(Data entries)
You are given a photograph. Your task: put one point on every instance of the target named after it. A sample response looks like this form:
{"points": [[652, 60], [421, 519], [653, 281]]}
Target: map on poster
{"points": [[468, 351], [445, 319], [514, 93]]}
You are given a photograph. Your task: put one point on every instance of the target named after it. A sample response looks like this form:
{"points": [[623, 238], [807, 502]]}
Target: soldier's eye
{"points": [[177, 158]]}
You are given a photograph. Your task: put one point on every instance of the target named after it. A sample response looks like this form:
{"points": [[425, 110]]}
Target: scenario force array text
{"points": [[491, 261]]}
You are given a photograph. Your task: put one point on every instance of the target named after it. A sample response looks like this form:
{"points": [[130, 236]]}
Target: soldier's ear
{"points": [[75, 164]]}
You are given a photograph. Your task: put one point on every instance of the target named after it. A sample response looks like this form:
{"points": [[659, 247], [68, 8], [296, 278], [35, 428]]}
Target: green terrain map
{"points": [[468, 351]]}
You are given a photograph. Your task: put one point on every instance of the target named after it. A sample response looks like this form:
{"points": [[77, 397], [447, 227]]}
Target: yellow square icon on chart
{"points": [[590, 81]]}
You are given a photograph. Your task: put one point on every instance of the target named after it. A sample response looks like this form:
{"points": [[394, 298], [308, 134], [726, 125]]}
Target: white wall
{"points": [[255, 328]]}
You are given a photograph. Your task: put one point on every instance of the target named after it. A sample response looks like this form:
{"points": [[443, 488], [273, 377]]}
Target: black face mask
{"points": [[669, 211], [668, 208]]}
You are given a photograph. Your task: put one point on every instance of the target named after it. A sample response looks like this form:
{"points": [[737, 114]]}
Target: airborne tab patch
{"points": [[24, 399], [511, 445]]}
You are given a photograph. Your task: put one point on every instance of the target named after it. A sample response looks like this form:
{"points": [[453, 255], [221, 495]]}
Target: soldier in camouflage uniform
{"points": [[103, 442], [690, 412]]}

§ **Task statement**
Write all the entries again precisely as they were given.

§ **Problem solution**
You are given a photograph. Your task: put one point on every instance of the target named after it. A sample response looks like this form:
{"points": [[652, 60], [421, 519], [653, 281]]}
Target: map on poster
{"points": [[468, 351], [445, 319], [514, 93]]}
You are given a photograph. Your task: put one point on every instance of the target named after it. A sample response looks like this form:
{"points": [[623, 238], [807, 502]]}
Target: soldier's eye
{"points": [[177, 158]]}
You are given a photograph. Your task: put one point on every instance of the target named after it. A sample response looks like this form:
{"points": [[425, 110]]}
Target: scenario force array text
{"points": [[491, 261]]}
You are given a photograph. Your task: put one point on every instance of the target named after it. A sample response looks like this form:
{"points": [[130, 236]]}
Target: soldier's ear
{"points": [[75, 164]]}
You are given a photograph. Your task: put one point on every instance of the target named after it. A sample response looks like this form:
{"points": [[659, 247], [68, 8], [296, 278], [35, 428]]}
Target: green terrain map
{"points": [[468, 351]]}
You are given a photograph. Your task: put one point on every instance of the target named after it. A sample response looks like this form:
{"points": [[77, 397], [447, 227]]}
Target: yellow square icon on chart
{"points": [[590, 81]]}
You are given a photograph. Your task: put one point on every instance of the target named after it. A sample response looks like this form:
{"points": [[394, 298], [308, 134], [726, 125]]}
Target: white wall
{"points": [[255, 328]]}
You are given a photograph. Your task: put one point on every instance of the target named after it. A sample response looks like this form:
{"points": [[443, 488], [273, 377]]}
Target: black face mask
{"points": [[669, 211], [668, 208]]}
You are given a photograph. Your task: put one point on every instance of the target named after it. A sample response looks like this form:
{"points": [[737, 114]]}
Target: airborne tab patch
{"points": [[24, 399], [511, 445]]}
You are given a photograph. Your task: put one point on every instance of the target named after it. A sample response looks like this form:
{"points": [[453, 255], [221, 495]]}
Target: soldier in camouflage uniform
{"points": [[103, 442], [690, 412]]}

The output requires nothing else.